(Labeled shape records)
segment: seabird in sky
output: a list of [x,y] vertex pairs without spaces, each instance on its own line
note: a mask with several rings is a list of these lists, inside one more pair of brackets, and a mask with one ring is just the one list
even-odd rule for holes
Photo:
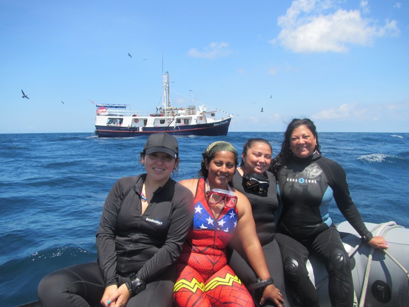
[[29,97],[25,94],[24,94],[24,92],[23,91],[23,90],[21,90],[21,92],[23,93],[23,96],[21,96],[22,97],[23,97],[23,98],[27,98],[27,99],[30,99],[30,98],[29,98]]

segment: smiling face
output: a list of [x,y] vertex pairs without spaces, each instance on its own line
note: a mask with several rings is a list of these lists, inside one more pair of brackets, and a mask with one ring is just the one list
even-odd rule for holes
[[209,171],[208,179],[210,189],[227,189],[228,182],[233,179],[236,170],[234,154],[221,150],[216,153],[210,161],[206,161],[206,168]]
[[306,158],[314,153],[316,140],[306,126],[299,126],[292,131],[290,140],[292,153],[299,158]]
[[257,142],[242,154],[246,173],[262,174],[268,169],[271,163],[271,147],[268,144]]
[[164,152],[153,152],[142,158],[142,163],[145,165],[147,176],[150,179],[164,184],[170,177],[170,174],[179,162],[179,158],[175,158]]

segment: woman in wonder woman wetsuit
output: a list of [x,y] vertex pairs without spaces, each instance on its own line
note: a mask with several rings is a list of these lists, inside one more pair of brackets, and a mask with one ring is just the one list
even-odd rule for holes
[[[219,141],[203,154],[200,178],[182,180],[195,195],[193,225],[176,263],[174,299],[180,307],[251,307],[246,287],[227,265],[226,245],[237,230],[243,249],[269,299],[283,303],[273,284],[255,232],[249,200],[231,187],[238,163],[231,144]],[[252,287],[249,287],[251,288]]]
[[365,226],[349,196],[344,169],[323,157],[320,150],[316,129],[311,120],[294,119],[288,124],[281,152],[272,162],[280,203],[276,239],[284,275],[302,306],[319,306],[306,266],[311,253],[323,261],[328,272],[331,305],[351,307],[351,265],[329,216],[333,197],[346,220],[369,245],[381,249],[388,246],[383,238],[373,237]]

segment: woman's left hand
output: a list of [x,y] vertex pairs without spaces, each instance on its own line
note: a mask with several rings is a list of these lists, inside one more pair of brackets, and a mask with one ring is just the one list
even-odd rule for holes
[[118,288],[118,290],[111,297],[111,302],[108,307],[124,307],[126,305],[130,295],[126,285],[125,283]]
[[370,245],[374,248],[379,248],[379,249],[386,249],[389,248],[389,246],[388,245],[388,242],[383,239],[383,237],[380,236],[377,236],[374,237],[371,240],[368,242]]
[[274,285],[269,285],[264,288],[264,291],[263,292],[263,297],[260,300],[260,305],[264,304],[266,300],[268,299],[274,302],[277,307],[283,307],[280,304],[281,303],[284,304],[283,295]]

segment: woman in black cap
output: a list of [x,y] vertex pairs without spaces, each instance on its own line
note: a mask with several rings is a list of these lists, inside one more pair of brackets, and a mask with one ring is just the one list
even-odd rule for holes
[[45,276],[43,307],[171,306],[173,263],[191,224],[193,196],[170,178],[179,162],[176,139],[152,135],[141,162],[146,173],[119,179],[104,205],[97,261]]

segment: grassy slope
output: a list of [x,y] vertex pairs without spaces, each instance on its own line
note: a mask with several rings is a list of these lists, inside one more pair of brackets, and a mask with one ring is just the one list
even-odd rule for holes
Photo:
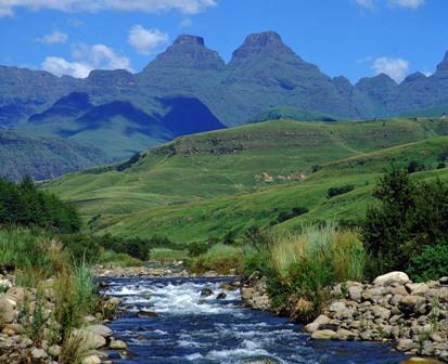
[[[310,209],[302,219],[341,218],[347,211],[354,218],[393,157],[434,165],[448,140],[413,142],[447,133],[448,121],[440,120],[264,122],[182,138],[145,153],[123,172],[71,174],[48,186],[75,202],[87,219],[102,213],[95,223],[100,231],[189,242],[267,224],[297,206]],[[413,144],[391,148],[404,143]],[[222,146],[243,151],[217,153]],[[322,168],[311,173],[312,165]],[[268,183],[256,179],[261,172],[307,178]],[[347,183],[357,188],[327,199],[330,187]]]

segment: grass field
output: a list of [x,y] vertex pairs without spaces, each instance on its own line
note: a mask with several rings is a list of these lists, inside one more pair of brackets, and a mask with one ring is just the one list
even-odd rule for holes
[[[356,220],[392,164],[435,169],[446,134],[443,119],[268,121],[180,138],[133,164],[67,174],[44,187],[75,203],[86,221],[95,217],[95,232],[188,243],[268,225],[295,207],[309,212],[276,229]],[[435,174],[448,179],[446,170],[415,178]],[[355,190],[328,198],[329,188],[347,184]]]

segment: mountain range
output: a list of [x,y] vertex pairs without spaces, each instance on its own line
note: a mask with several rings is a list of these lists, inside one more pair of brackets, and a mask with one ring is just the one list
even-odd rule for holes
[[247,36],[227,64],[203,38],[181,35],[137,74],[92,70],[77,79],[0,66],[0,127],[92,144],[114,159],[270,115],[330,121],[446,112],[448,52],[428,77],[415,73],[398,84],[381,74],[351,84],[273,31]]

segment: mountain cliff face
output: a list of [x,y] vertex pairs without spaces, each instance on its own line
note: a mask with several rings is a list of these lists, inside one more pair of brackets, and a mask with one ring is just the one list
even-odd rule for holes
[[91,145],[0,130],[0,176],[9,180],[50,179],[110,161]]
[[[76,100],[77,94],[88,96],[89,104]],[[116,109],[120,105],[121,114]],[[172,112],[179,105],[183,112]],[[247,36],[228,64],[203,38],[182,35],[136,75],[93,70],[86,79],[75,79],[0,67],[0,126],[21,123],[29,132],[37,128],[44,133],[42,125],[51,119],[54,126],[60,123],[60,130],[54,127],[47,132],[64,138],[87,132],[86,120],[97,125],[100,120],[103,127],[106,120],[115,126],[121,122],[121,135],[137,132],[148,138],[152,133],[153,142],[159,142],[185,132],[244,123],[278,106],[363,119],[440,105],[448,105],[448,52],[430,77],[413,74],[397,84],[379,75],[353,86],[345,77],[332,79],[304,61],[273,31]],[[102,114],[111,107],[114,116]],[[92,108],[95,117],[86,119],[84,115],[93,113]],[[81,123],[87,129],[79,132]],[[127,153],[137,147],[140,144],[127,147]]]

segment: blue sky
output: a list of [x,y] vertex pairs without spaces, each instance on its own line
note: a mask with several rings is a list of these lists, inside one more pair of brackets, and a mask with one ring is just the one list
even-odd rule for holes
[[431,74],[448,50],[447,0],[0,0],[0,64],[85,77],[142,69],[180,34],[228,62],[278,31],[305,61],[353,82]]

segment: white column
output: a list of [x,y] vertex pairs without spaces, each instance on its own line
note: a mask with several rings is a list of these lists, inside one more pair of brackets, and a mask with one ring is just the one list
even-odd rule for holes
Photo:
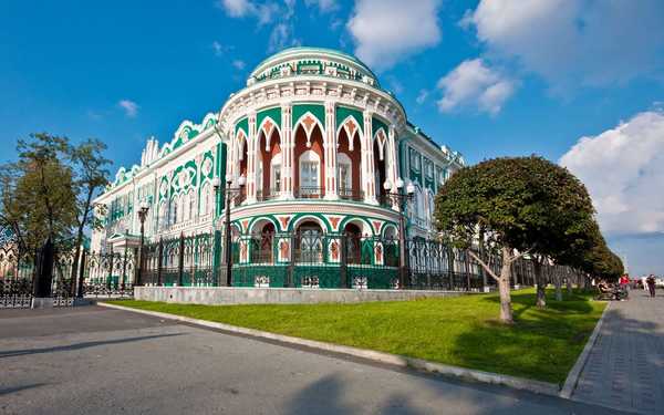
[[362,135],[362,186],[364,190],[364,203],[377,205],[376,177],[373,160],[373,128],[371,111],[364,111],[364,134]]
[[247,204],[256,203],[257,163],[256,113],[249,114],[249,137],[247,138]]
[[292,104],[281,105],[281,197],[293,198],[293,126]]
[[[392,190],[391,191],[398,191],[396,189],[396,181],[398,180],[398,157],[397,157],[397,152],[396,152],[396,128],[394,127],[394,125],[390,126],[390,133],[387,134],[387,143],[385,145],[385,157],[388,166],[388,170],[387,170],[387,179],[392,183]],[[398,204],[396,203],[396,200],[394,200],[395,203],[392,205],[392,208],[394,210],[398,210]]]
[[333,102],[325,103],[325,199],[339,199],[336,185],[336,116]]

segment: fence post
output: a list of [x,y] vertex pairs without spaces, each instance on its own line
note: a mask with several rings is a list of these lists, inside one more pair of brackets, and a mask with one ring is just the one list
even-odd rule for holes
[[108,278],[106,278],[106,288],[111,289],[111,280],[113,279],[113,264],[115,263],[115,257],[113,255],[113,248],[111,248],[111,261],[108,261]]
[[79,261],[79,292],[76,297],[83,298],[85,295],[84,287],[85,287],[85,260],[87,257],[87,251],[85,249],[81,249],[81,260]]
[[466,291],[470,291],[470,256],[468,255],[468,249],[466,249],[464,259],[466,262]]
[[340,264],[339,264],[339,282],[341,283],[341,288],[349,288],[349,274],[347,274],[347,260],[349,260],[349,252],[347,252],[347,240],[346,240],[346,235],[345,234],[341,234],[341,258],[340,258]]
[[164,256],[164,241],[159,238],[159,246],[157,248],[157,287],[162,286],[162,257]]
[[449,272],[449,290],[454,290],[454,248],[447,247],[447,272]]
[[295,272],[295,234],[291,234],[290,237],[290,261],[288,263],[288,270],[286,271],[286,287],[295,287],[293,274]]
[[177,286],[178,287],[183,287],[184,286],[184,273],[185,273],[185,234],[180,232],[180,240],[179,240],[179,255],[178,255],[178,259],[177,259],[178,263],[177,263]]
[[121,282],[121,289],[124,290],[124,286],[127,281],[127,243],[125,241],[125,251],[124,251],[124,258],[122,260],[122,282]]
[[38,250],[37,272],[34,274],[33,294],[35,298],[49,298],[52,294],[53,260],[55,251],[51,238]]

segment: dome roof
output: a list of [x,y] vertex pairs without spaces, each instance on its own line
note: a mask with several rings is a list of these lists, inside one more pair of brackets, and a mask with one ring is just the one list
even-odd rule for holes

→ AIM OF THE TASK
In the listing above, find the line containing "segment: fence post" and please quote exactly that line through the last one, and no other lines.

→ OUTPUT
segment: fence post
output: a list of [x,y] vertex pairs without spaces, each instance on its own line
note: a mask with several rings is a list of these lists, inside one more pair of brackets, and a mask with one ring is just the one list
even-odd rule for holes
[[108,278],[106,278],[106,288],[111,289],[111,280],[113,279],[113,264],[115,263],[115,257],[113,255],[113,248],[111,248],[111,261],[108,261]]
[[79,261],[79,292],[76,297],[83,298],[85,295],[84,287],[85,287],[85,260],[87,257],[87,251],[85,249],[81,249],[81,260]]
[[466,291],[470,291],[470,256],[468,255],[468,249],[466,249],[464,259],[466,262]]
[[340,264],[339,264],[339,282],[341,283],[341,288],[349,288],[349,274],[347,274],[347,260],[349,260],[349,252],[347,252],[347,240],[346,240],[346,235],[345,234],[341,234],[341,258],[340,258]]
[[164,256],[164,241],[159,238],[159,246],[157,248],[157,287],[162,286],[162,257]]
[[449,272],[449,290],[454,290],[454,248],[447,247],[447,272]]
[[295,272],[295,234],[291,234],[290,237],[290,261],[288,263],[288,270],[286,271],[286,287],[295,287],[293,274]]
[[177,286],[178,287],[183,287],[184,286],[184,273],[185,273],[185,234],[180,232],[180,240],[179,240],[179,255],[178,255],[178,259],[177,259],[178,263],[177,263]]
[[121,282],[121,289],[124,290],[124,286],[127,281],[127,243],[125,241],[125,251],[124,251],[124,258],[122,260],[122,282]]
[[38,250],[37,272],[34,274],[33,294],[35,298],[49,298],[52,294],[53,260],[55,251],[51,238]]

segment: dome roof
output: a list of [x,y] vertex pairs without spaces, each instance on its own line
note: a mask with several rings is a list of these lists, inside one more pair of brackets, and a mask with one ring is just the one list
even-odd rule for holes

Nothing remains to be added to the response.